═══ Text under study ═══

Why now

As the human population grows in the U.S. and in other countries, the amount of waste also grows.

According to the U.S. Department of Agriculture, America wastes between 30-40 percent of the food supply. This corresponds annually to:

133 billion pounds wasted

$161 billion wasted

Source: https://www.usda.gov/foodwaste/faqs

Food waste burdens landfills that are in many places reaching capacity. Increased cost of landfill “tipping fees” creates an economic burden that consumers will most likely bear in the form of higher food costs.

Food waste in landfills also burdens the environment with greenhouse gas emissions, such as CO2 and methane, when the organic matter biodegrades.

The technologies are now available to prevent the covert the waste into usable materials and clean energy and PREVENT it from going to landfills.

The world is running out of sand.

Worldwide, we go through 50 billion tons of sand every year. That is twice the amount produced by every river in the world.

═══

◆ Requirement 1
Answer these questions using the "Why now" text:
(a) According to the U.S. Department of Agriculture, what share of the American food supply is wasted?
(b) Which two greenhouse gases does the text name?
(c) How much sand is used worldwide every year?
◆ Requirement 2
Rewrite the part of the "Why now" text between "The world is" and "in the world.", inclusive, changing "every river" to "all the rivers".

═══ Information provided ═══

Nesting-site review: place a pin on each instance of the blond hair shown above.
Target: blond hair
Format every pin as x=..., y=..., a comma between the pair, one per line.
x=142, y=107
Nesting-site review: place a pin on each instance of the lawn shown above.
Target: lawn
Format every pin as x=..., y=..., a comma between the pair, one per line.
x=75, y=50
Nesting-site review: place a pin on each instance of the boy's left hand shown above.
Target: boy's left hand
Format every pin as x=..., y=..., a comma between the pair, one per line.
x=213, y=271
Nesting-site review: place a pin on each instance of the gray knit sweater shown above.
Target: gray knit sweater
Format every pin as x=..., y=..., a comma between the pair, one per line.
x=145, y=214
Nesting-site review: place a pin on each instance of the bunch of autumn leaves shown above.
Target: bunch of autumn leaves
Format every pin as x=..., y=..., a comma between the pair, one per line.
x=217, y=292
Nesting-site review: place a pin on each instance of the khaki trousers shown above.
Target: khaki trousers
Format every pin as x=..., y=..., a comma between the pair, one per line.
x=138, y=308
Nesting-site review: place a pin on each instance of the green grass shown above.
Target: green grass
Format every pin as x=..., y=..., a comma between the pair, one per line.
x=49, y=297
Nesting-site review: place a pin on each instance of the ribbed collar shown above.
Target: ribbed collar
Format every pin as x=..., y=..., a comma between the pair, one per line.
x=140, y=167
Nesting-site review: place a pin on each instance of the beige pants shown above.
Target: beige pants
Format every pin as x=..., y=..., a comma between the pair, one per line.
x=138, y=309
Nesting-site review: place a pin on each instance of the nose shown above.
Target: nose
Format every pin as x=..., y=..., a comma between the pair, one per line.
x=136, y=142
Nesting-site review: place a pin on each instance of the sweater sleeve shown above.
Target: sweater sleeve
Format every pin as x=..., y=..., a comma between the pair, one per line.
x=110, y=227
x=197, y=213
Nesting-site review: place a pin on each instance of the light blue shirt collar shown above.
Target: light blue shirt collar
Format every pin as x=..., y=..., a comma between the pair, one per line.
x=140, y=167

═══
═══ Information provided ═══

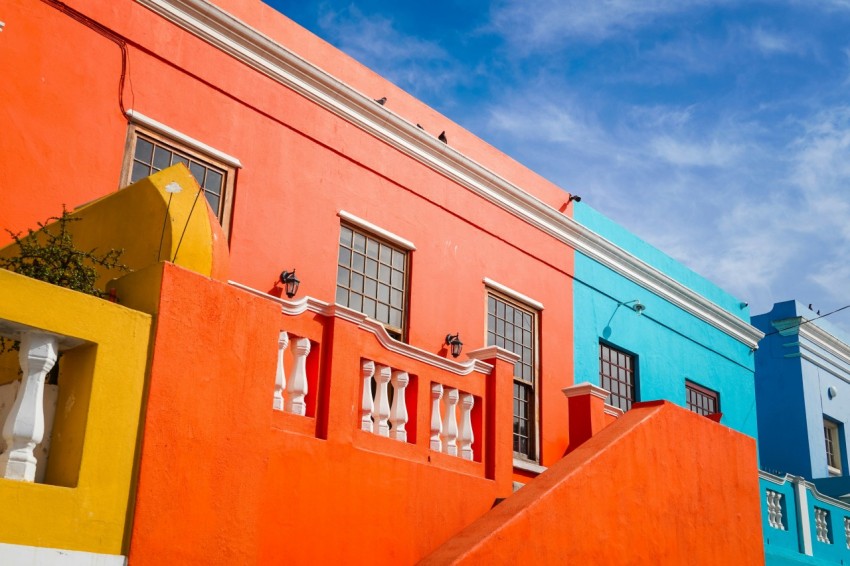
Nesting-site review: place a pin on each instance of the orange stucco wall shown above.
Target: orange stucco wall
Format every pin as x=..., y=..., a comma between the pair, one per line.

═══

◆ Task response 1
(a) Between 30 and 40 percent.
(b) CO2 and methane.
(c) 50 billion tons.

◆ Task response 2
The world is running out of sand.

Worldwide, we go through 50 billion tons of sand every year. That is twice the amount produced by all the rivers in the world.